→ EXTRACT TO READ:
>>>

If these writers thought of women as “we” — surely none thought of women as “them” — they rarely agreed on what, beyond biology, that meant. Biology was the starting point for what the French feminist Hélène Cixous called l’écriture féminine, and Rich urged women to “begin, at last, to think through the body.” Others feared that writing too explicitly as women would mean erecting a ghetto wall. Unwilling to brick themselves into traditional subjects like education, romance, motherhood and fashion, they tried to carry on as if sex didn’t really matter. “I would lie to myself about how complicated it is to be a woman,” Sontag had one of her characters confess. “Thus do all women, including the author of this book.”
But what did it mean to be honest about how complicated it is to be a woman? What, besides a sex, did women share? As only Jews announce that they aren’t really that Jewish, only women announce that their sex is irrelevant. But in artistic matters, it is disagreement rather than agreement — texts and their responses — that lay out territory, that make up a tradition. And the creation of a tradition where there was none before is the great legacy of the women essayists born between the wars.

<<<

→ SUPPLIED RECORDS:

>>>

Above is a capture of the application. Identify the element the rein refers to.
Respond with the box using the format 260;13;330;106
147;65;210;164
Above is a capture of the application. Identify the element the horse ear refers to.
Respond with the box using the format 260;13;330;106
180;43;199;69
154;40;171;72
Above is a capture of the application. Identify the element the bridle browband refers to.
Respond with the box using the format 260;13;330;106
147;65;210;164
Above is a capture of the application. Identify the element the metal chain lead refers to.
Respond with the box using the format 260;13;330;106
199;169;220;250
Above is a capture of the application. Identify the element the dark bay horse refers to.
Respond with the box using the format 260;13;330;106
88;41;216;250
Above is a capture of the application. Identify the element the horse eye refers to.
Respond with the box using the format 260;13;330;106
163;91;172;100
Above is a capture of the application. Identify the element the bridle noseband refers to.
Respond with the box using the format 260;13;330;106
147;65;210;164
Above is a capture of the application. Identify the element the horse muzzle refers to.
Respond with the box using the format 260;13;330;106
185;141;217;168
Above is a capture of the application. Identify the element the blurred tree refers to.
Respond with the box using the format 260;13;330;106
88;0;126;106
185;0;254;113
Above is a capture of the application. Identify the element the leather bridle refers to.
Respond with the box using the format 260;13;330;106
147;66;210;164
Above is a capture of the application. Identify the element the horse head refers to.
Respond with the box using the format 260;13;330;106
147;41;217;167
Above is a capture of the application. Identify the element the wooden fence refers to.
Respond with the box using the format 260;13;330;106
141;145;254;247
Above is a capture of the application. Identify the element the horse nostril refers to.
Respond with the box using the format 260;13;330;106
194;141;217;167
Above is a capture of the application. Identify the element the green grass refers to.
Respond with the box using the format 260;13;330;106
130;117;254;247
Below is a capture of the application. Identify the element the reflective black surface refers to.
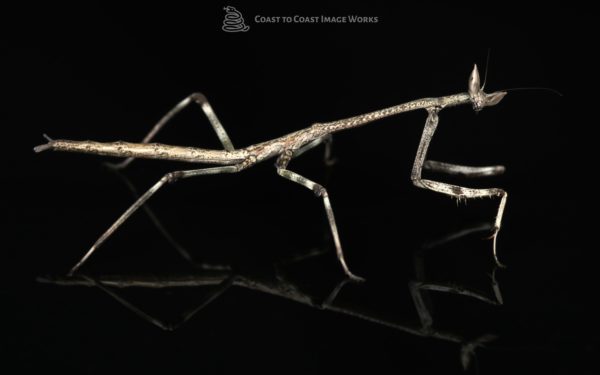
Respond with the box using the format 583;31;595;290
0;3;599;374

<<<

→ EXERCISE REQUIREMENTS:
1: Answer from the passage on women essayists:
(a) Which French feminist is named as calling it l'écriture féminine?
(b) What did Rich urge women to begin, at last, to do?
(c) Women born in what period are credited with creating a tradition?
2: List every traditional subject that the passage on women essayists says some writers were unwilling to brick themselves into.
3: Carry the passage on women essayists forward from its final sentence.
The records come from a separate source, unrelated to the passage on women essayists.

→ RESPONSES PER TASK:
1:
(a) Hélène Cixous
(b) To think through the body
(c) Between the wars

2: Education, romance, motherhood, fashion

3:
This tradition came to life with all the energy of a people freed from a ghetto. In 1929, the year Adrienne Rich was born, Virginia Woolf could still ask: “Who shall measure the heat and violence of the poet’s heart when caught and tangled in a woman’s body?” As if on cue, essays by Rebecca West, Simone de Beauvoir and Hannah Arendt began pouring forth. It was a start, but not yet a tradition: Carolyn Heilbrun, born in 1926, titled her intellectual memoir “When Men Were the Only Models We Had.”
No essayist young enough to be Heilbrun’s granddaughter could say the same. If entering a golden age means stumbling forth from a desolate medievalism, the successors of Sontag and Didion have a high bar to clear. But the good thing about having such illustrious predecessors is that they don’t have to try. Tradition, like grammar, is something that exists for a writer to rubbish or pervert, elevate or refine; it lays out paths of expression but does not confine its users to them. It is a great conquest of feminism that women writers today no longer have to write as women. That does not mean writing as men; it means writing as writers.
But if the feminist revolution was a movement for individual liberation (“the poet’s heart”), it was also, like the gay and black revolutions to which it was intimately connected, a movement for social justice: for “women as ‘we.’ ” Barriers have fallen, and much has changed — Sontag’s department head at Harvard did not “believe” in female graduate students — but one thing has not. With its thicket of allusions and the expensive education required to grasp them, the essay has largely been a bourgeois form. It doesn’t have to be. A generation might prove itself worthy of those predecessors who opened the genre to women by opening it to more people, women and men, black and white, gay or straight, who didn’t go to Harvard, who never took a seminar on l’écriture féminine.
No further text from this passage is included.